__Short exercise__: Rewrite every line of the rows below as one numbered list, leaving out the blank lines.

__Information provided__:
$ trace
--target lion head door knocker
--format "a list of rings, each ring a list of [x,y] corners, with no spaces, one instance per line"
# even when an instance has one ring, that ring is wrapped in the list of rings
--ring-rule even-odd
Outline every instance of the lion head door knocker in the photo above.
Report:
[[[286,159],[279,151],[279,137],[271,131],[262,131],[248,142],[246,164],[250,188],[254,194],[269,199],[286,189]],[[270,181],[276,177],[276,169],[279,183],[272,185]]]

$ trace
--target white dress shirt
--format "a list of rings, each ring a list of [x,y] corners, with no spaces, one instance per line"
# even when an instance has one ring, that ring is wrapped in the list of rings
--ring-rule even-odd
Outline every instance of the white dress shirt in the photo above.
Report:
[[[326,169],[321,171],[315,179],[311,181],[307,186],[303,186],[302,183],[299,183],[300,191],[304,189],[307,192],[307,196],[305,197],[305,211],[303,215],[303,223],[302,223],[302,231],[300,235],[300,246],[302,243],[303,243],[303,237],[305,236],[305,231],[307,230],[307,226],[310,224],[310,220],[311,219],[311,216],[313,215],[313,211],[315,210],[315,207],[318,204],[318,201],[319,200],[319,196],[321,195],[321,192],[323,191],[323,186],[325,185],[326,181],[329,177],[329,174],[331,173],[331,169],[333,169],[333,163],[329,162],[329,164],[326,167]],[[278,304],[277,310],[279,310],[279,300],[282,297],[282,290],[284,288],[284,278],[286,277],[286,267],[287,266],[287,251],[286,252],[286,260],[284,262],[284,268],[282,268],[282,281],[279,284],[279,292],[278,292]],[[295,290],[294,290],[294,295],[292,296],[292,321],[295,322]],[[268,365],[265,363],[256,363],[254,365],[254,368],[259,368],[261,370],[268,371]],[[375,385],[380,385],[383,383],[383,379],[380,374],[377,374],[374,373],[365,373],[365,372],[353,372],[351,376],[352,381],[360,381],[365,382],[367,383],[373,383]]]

__Answer below__:
1. $ trace
2. --target lion head door knocker
3. --format "a list of rings, each ring a list of [x,y] corners, with no spaces, one instance per line"
4. # even when an instance has one ring, that ring is wrapped in the list of rings
5. --ring-rule even-odd
6. Outline every instance of the lion head door knocker in the photo above.
7. Report:
8. [[[286,159],[279,151],[279,137],[271,131],[262,131],[248,142],[246,164],[250,188],[254,194],[269,199],[286,189]],[[270,181],[276,177],[276,169],[279,183],[272,185]]]
9. $ trace
10. --target white dress shirt
11. --format "a list of rings, each ring a list of [x,y] corners, with no spaces, one instance per line"
12. # even when an instance has one ring, that ring is wrapped in the list of rings
13. --ring-rule even-odd
14. Outline every instance of the white dress shirt in the photo above.
15. Report:
16. [[[326,169],[321,171],[315,179],[311,181],[307,186],[303,186],[302,183],[299,183],[300,191],[304,189],[307,192],[307,196],[305,197],[305,211],[303,215],[303,223],[302,223],[302,231],[300,235],[300,246],[302,243],[303,243],[303,237],[305,236],[305,231],[307,230],[307,226],[310,224],[310,220],[311,219],[311,216],[313,215],[313,211],[315,210],[315,207],[318,204],[318,201],[319,200],[319,196],[321,195],[321,192],[323,191],[323,186],[325,185],[326,181],[329,177],[329,174],[331,173],[331,169],[333,169],[333,163],[329,162],[329,164],[326,167]],[[278,304],[277,310],[279,310],[279,300],[282,297],[282,290],[284,288],[284,278],[286,277],[286,267],[287,266],[287,251],[286,252],[286,260],[284,262],[284,268],[282,268],[282,281],[279,284],[279,292],[278,292]],[[295,290],[294,290],[294,295],[292,296],[292,321],[295,322]],[[268,365],[265,363],[256,363],[254,365],[254,368],[259,368],[261,370],[268,371]],[[375,385],[380,385],[383,383],[383,379],[380,374],[377,374],[374,373],[365,373],[365,372],[353,372],[351,376],[352,381],[360,381],[365,382],[367,383],[373,383]]]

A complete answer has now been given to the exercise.